#### Source document
If you aoe-flush a device that has moved to a new home, your mount is screwed. Even if it hasn't moved to a new home, you're screwed. Once the device is borked, the mount is lost. This makes changing the MAC of the target a requirement if you want to failover to a secondary node. (update: aoe-flush is not what we need. The issue is deeper than that.)

At this point, I am strongly considering moving my resources back to iSCSI, and hoping that LIO can handle the load.

UPDATE: I've taken a different tact and thought to ask some useful questions. Given the answers, there is perchance still hope for using AoE on my cluster. We shall soon see. Time, nonetheless, is running out (and I don't mean to imply my patience...I mean time, like REAL TIME).
########
#### Records supplied
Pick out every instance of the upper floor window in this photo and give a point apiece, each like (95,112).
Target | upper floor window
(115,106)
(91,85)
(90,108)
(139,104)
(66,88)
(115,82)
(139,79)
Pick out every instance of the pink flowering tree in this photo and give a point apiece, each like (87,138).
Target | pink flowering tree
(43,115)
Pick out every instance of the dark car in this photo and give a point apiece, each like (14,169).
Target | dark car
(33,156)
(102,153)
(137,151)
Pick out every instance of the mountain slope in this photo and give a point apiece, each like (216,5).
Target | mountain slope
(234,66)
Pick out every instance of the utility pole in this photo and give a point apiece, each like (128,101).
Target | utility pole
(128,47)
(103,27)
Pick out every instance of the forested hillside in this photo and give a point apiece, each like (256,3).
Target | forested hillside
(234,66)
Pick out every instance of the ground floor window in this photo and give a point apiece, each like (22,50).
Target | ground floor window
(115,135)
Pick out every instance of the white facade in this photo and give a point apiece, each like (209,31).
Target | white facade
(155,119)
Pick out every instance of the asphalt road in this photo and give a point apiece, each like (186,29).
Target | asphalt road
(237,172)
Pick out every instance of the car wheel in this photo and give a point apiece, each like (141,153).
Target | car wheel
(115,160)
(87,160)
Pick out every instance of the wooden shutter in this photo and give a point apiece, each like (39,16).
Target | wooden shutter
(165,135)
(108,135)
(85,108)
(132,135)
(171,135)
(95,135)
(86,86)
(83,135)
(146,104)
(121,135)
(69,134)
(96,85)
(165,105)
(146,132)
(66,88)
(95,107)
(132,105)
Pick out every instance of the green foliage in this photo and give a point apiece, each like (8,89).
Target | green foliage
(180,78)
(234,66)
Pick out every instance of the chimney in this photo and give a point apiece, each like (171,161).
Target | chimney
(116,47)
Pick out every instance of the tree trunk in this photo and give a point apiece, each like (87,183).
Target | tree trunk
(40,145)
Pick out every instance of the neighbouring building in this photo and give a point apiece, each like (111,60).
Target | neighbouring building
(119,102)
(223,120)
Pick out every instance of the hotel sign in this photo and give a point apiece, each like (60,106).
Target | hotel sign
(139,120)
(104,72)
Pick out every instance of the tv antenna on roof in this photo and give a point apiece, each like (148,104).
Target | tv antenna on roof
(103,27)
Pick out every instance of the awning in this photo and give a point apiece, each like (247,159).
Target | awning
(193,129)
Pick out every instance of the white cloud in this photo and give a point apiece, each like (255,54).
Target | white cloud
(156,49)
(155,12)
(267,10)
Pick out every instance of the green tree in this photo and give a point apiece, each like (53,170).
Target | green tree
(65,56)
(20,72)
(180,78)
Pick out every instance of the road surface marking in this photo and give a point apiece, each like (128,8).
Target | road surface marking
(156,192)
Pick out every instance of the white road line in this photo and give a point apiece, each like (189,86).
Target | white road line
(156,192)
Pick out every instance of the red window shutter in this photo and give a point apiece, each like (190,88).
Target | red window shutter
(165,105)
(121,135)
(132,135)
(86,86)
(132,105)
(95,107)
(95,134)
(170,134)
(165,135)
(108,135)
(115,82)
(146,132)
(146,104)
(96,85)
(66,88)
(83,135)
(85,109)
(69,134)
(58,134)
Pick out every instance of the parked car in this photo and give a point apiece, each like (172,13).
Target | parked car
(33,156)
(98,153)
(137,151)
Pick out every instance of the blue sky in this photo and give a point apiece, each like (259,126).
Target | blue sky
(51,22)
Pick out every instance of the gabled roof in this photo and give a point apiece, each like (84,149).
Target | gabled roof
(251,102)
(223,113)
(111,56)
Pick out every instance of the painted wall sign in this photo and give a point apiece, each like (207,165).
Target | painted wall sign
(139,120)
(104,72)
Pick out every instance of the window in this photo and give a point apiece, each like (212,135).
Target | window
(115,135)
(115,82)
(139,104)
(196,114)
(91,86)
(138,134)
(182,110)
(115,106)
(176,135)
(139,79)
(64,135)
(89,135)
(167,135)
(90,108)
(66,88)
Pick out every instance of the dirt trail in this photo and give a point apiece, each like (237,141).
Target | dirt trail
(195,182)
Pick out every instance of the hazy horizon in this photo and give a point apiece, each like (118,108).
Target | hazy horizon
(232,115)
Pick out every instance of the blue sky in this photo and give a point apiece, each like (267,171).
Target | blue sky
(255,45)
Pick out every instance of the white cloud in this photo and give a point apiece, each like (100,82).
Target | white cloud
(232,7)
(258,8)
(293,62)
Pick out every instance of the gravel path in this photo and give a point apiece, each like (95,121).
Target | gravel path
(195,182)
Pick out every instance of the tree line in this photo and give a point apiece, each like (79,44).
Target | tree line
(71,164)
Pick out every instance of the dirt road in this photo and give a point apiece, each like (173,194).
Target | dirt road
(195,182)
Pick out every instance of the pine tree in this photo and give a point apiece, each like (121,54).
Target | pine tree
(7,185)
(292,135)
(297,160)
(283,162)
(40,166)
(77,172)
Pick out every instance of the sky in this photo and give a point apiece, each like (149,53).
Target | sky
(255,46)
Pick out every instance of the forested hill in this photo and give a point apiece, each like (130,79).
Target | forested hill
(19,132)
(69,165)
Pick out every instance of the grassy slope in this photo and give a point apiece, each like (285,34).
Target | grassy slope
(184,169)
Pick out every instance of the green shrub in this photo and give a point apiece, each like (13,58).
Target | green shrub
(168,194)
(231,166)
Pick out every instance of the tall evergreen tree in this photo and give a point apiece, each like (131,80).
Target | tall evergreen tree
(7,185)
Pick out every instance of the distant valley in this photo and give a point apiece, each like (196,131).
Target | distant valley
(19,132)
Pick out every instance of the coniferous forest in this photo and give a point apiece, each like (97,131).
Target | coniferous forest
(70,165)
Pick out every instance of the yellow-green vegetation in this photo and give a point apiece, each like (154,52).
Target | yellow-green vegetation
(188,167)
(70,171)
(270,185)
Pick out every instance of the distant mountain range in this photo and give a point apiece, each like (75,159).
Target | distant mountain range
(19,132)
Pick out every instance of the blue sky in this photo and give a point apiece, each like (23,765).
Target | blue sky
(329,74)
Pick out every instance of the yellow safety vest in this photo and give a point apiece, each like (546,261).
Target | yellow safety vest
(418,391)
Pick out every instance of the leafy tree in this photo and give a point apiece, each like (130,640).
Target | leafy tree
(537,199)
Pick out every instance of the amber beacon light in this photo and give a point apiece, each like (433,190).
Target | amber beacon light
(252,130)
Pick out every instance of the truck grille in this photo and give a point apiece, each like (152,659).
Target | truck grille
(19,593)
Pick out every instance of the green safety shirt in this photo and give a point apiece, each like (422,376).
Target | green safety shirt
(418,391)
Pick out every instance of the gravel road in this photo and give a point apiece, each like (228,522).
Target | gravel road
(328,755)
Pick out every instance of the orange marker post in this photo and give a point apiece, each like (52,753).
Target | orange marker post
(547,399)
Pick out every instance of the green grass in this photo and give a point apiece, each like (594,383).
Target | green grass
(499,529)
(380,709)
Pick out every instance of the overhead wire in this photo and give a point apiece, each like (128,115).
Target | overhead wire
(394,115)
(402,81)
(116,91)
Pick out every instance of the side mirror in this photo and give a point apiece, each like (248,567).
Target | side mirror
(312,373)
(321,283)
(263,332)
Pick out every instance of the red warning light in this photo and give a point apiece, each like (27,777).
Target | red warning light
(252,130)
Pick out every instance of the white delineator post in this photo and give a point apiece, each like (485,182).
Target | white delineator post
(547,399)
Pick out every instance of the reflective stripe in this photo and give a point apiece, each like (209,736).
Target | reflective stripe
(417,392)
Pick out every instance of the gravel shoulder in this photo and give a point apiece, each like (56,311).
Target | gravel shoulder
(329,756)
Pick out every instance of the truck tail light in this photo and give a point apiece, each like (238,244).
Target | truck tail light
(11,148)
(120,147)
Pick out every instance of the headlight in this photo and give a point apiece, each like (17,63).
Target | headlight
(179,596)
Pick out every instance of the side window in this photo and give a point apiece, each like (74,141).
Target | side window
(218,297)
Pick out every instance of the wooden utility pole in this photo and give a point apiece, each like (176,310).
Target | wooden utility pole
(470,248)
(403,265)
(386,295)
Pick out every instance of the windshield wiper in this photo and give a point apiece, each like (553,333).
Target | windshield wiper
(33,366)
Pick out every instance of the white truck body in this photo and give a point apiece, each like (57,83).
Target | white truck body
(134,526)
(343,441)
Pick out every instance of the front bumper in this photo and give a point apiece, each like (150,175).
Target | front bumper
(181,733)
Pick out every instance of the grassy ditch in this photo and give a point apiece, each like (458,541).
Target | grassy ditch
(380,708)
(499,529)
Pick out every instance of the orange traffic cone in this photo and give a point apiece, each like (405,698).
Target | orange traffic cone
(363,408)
########
Write what comes next in the post above about AoE failover, starting right after its last sentence.

Response ▸
20130812

The Unconfirmed Horror

In my efforts to perfect my SAN upgrades before putting them into production, I've configured an iSCSI resource in Pacemaker. Goal, of course and as with AoE, is high-availability with perfect data integrity (or at least as good as we can get it). My AoE test store has, of late, been suffering under the burden of O_SYNC - synchronous file access to its backing store. This has guaranteed that my writes make it to disk, at the expense of write-performance. It's hard to say how much overall performance is lost to this, but in terms of pure writes, it appears to be pretty significant.

I had hoped that iSCSI would not be so evil with regard to data writing. I was unpleasantly surprised when the TGT target I configured demonstrated file transfer errors on fencing the active SAN node. Somehow the failure of the node was enough reason for a significant number of file blocks to get lost. Not finding a self-evident way to put the target into a "synchronous" mode with regard to its backing store, I switched to LIO. So far, it seems to be performing better with regard to not losing writes on node failure...which is to say, it's not losing my data. That's critical.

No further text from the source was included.